[Enregistrements de points étiquetés]

==============================

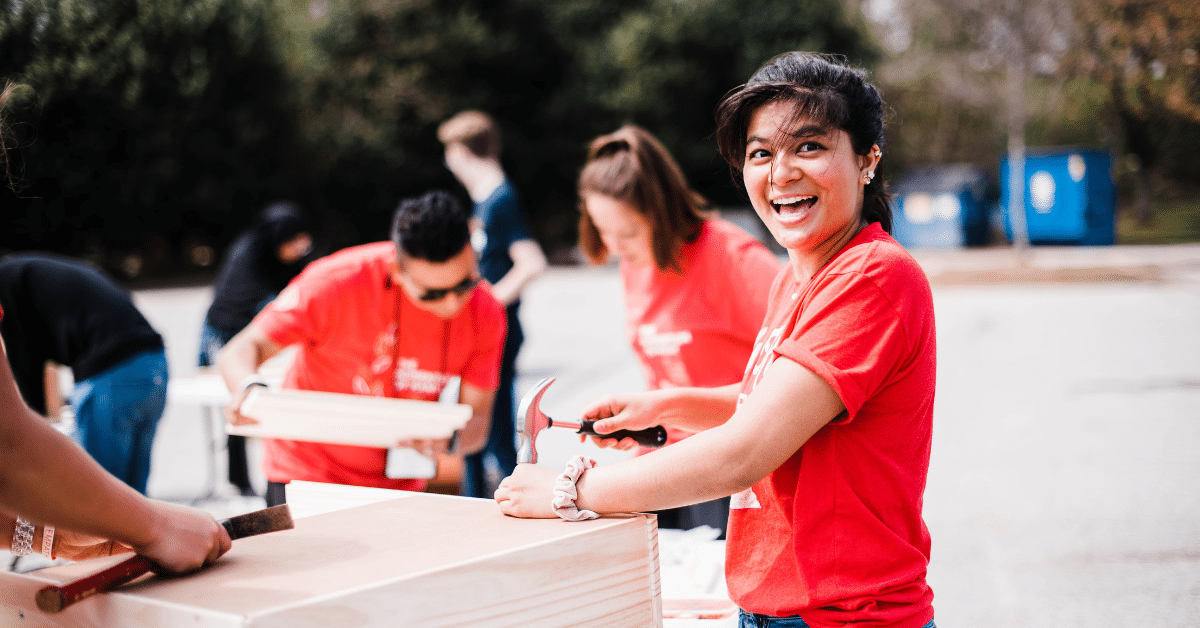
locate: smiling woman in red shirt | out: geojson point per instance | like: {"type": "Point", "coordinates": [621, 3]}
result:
{"type": "Point", "coordinates": [825, 444]}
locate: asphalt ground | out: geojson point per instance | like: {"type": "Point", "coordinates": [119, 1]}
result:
{"type": "Point", "coordinates": [1065, 484]}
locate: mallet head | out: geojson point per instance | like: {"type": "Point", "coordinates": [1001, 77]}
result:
{"type": "Point", "coordinates": [532, 420]}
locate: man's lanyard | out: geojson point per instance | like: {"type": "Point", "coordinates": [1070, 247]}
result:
{"type": "Point", "coordinates": [395, 339]}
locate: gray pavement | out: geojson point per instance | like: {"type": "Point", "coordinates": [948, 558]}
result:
{"type": "Point", "coordinates": [1065, 485]}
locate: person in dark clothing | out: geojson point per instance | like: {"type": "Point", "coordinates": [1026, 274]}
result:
{"type": "Point", "coordinates": [509, 259]}
{"type": "Point", "coordinates": [66, 311]}
{"type": "Point", "coordinates": [257, 265]}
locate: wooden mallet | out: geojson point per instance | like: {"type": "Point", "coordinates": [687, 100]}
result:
{"type": "Point", "coordinates": [55, 598]}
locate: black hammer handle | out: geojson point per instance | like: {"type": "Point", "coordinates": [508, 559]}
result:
{"type": "Point", "coordinates": [652, 437]}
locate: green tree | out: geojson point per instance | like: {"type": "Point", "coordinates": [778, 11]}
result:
{"type": "Point", "coordinates": [1146, 53]}
{"type": "Point", "coordinates": [150, 121]}
{"type": "Point", "coordinates": [553, 73]}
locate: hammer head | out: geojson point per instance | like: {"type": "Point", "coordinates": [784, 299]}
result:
{"type": "Point", "coordinates": [532, 420]}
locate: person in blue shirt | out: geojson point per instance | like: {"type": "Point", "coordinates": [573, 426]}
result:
{"type": "Point", "coordinates": [509, 258]}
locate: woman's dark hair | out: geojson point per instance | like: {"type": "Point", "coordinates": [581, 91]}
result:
{"type": "Point", "coordinates": [633, 167]}
{"type": "Point", "coordinates": [826, 91]}
{"type": "Point", "coordinates": [432, 227]}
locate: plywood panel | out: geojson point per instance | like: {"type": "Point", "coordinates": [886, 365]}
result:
{"type": "Point", "coordinates": [347, 419]}
{"type": "Point", "coordinates": [423, 561]}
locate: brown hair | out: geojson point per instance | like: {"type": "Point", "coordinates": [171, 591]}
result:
{"type": "Point", "coordinates": [474, 130]}
{"type": "Point", "coordinates": [823, 89]}
{"type": "Point", "coordinates": [633, 167]}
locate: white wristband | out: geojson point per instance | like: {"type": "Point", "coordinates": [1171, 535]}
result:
{"type": "Point", "coordinates": [48, 542]}
{"type": "Point", "coordinates": [23, 538]}
{"type": "Point", "coordinates": [565, 491]}
{"type": "Point", "coordinates": [252, 380]}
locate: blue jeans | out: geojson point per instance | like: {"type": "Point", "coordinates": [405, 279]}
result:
{"type": "Point", "coordinates": [502, 436]}
{"type": "Point", "coordinates": [117, 414]}
{"type": "Point", "coordinates": [753, 620]}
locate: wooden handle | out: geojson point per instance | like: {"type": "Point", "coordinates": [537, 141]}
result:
{"type": "Point", "coordinates": [55, 598]}
{"type": "Point", "coordinates": [652, 437]}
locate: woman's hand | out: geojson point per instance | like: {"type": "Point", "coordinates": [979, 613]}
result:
{"type": "Point", "coordinates": [527, 492]}
{"type": "Point", "coordinates": [78, 546]}
{"type": "Point", "coordinates": [636, 411]}
{"type": "Point", "coordinates": [184, 539]}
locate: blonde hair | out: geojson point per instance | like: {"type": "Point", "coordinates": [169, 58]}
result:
{"type": "Point", "coordinates": [474, 130]}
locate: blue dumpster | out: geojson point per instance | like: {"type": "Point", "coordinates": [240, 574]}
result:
{"type": "Point", "coordinates": [1069, 196]}
{"type": "Point", "coordinates": [941, 207]}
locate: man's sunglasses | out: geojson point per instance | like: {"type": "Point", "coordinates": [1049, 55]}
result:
{"type": "Point", "coordinates": [437, 294]}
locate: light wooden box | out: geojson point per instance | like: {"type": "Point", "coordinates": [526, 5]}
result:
{"type": "Point", "coordinates": [415, 561]}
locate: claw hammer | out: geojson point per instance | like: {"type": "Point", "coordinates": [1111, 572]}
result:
{"type": "Point", "coordinates": [532, 420]}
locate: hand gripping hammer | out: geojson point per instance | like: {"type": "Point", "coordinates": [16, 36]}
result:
{"type": "Point", "coordinates": [532, 420]}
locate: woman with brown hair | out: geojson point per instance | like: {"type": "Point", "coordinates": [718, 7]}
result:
{"type": "Point", "coordinates": [695, 286]}
{"type": "Point", "coordinates": [826, 442]}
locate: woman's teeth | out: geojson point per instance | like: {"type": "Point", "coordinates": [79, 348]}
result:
{"type": "Point", "coordinates": [793, 203]}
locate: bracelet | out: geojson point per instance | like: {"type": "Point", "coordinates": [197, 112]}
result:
{"type": "Point", "coordinates": [48, 542]}
{"type": "Point", "coordinates": [565, 490]}
{"type": "Point", "coordinates": [252, 380]}
{"type": "Point", "coordinates": [23, 538]}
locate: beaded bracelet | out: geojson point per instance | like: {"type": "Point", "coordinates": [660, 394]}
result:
{"type": "Point", "coordinates": [565, 491]}
{"type": "Point", "coordinates": [23, 538]}
{"type": "Point", "coordinates": [48, 542]}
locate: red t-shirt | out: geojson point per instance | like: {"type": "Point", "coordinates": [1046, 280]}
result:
{"type": "Point", "coordinates": [696, 328]}
{"type": "Point", "coordinates": [352, 324]}
{"type": "Point", "coordinates": [835, 534]}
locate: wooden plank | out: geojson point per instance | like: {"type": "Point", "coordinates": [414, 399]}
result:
{"type": "Point", "coordinates": [421, 561]}
{"type": "Point", "coordinates": [347, 419]}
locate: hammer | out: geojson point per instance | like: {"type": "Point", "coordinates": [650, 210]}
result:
{"type": "Point", "coordinates": [533, 420]}
{"type": "Point", "coordinates": [54, 598]}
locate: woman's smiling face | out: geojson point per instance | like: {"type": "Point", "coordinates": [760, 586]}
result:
{"type": "Point", "coordinates": [804, 181]}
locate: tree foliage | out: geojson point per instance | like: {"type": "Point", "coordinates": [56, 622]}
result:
{"type": "Point", "coordinates": [150, 123]}
{"type": "Point", "coordinates": [555, 75]}
{"type": "Point", "coordinates": [1116, 73]}
{"type": "Point", "coordinates": [145, 123]}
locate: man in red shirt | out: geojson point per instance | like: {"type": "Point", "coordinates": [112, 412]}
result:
{"type": "Point", "coordinates": [396, 320]}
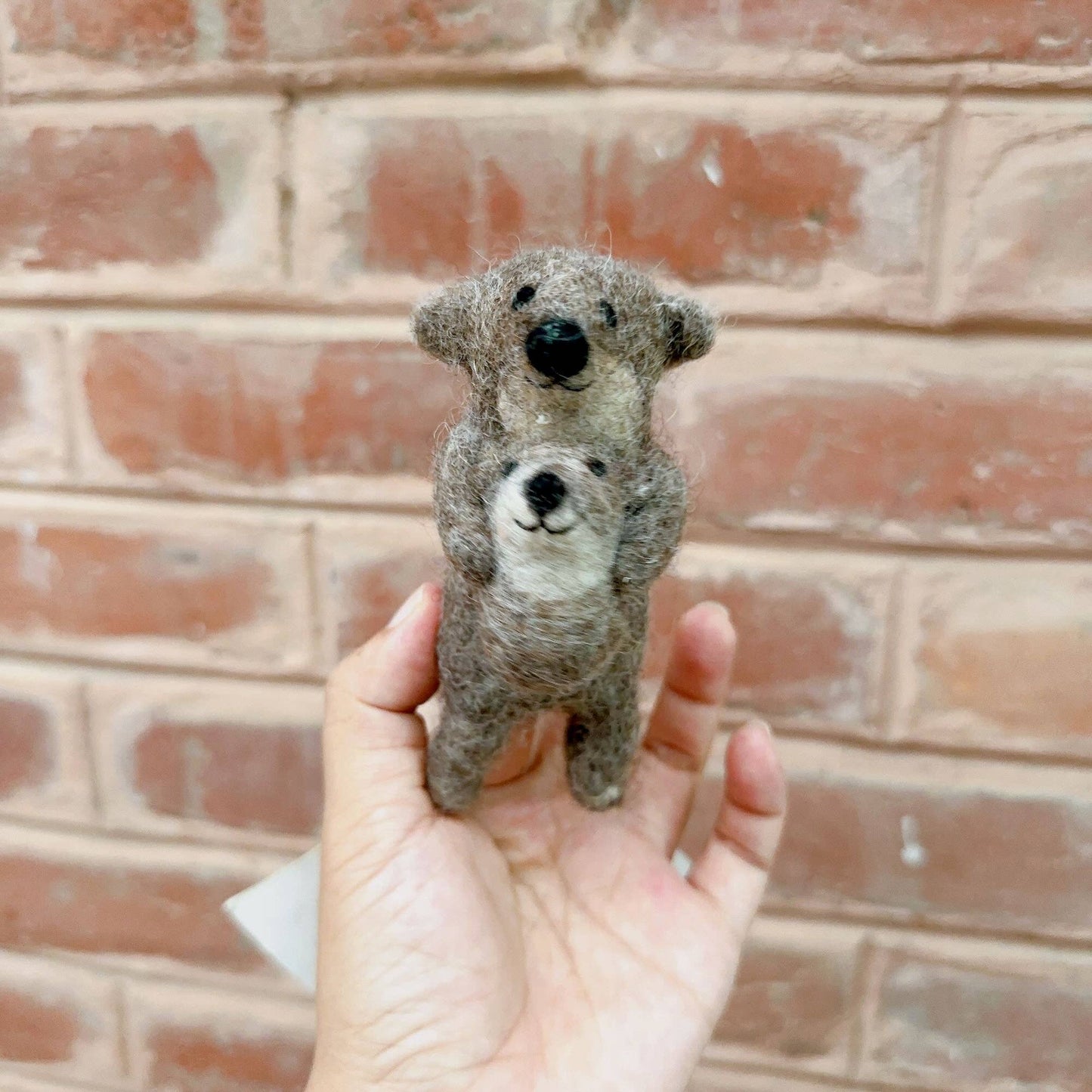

==============================

Quelles lignes ci-dessus contiennent la chaîne « dark » ? Repérez-les et recopiez chacune d'elles en respectant la casse.

### Réponse complète
locate: person in dark clothing | out: geojson point per instance | like: {"type": "Point", "coordinates": [1026, 274]}
locate: woman's dark hair | out: geojson point per instance | like: {"type": "Point", "coordinates": [581, 91]}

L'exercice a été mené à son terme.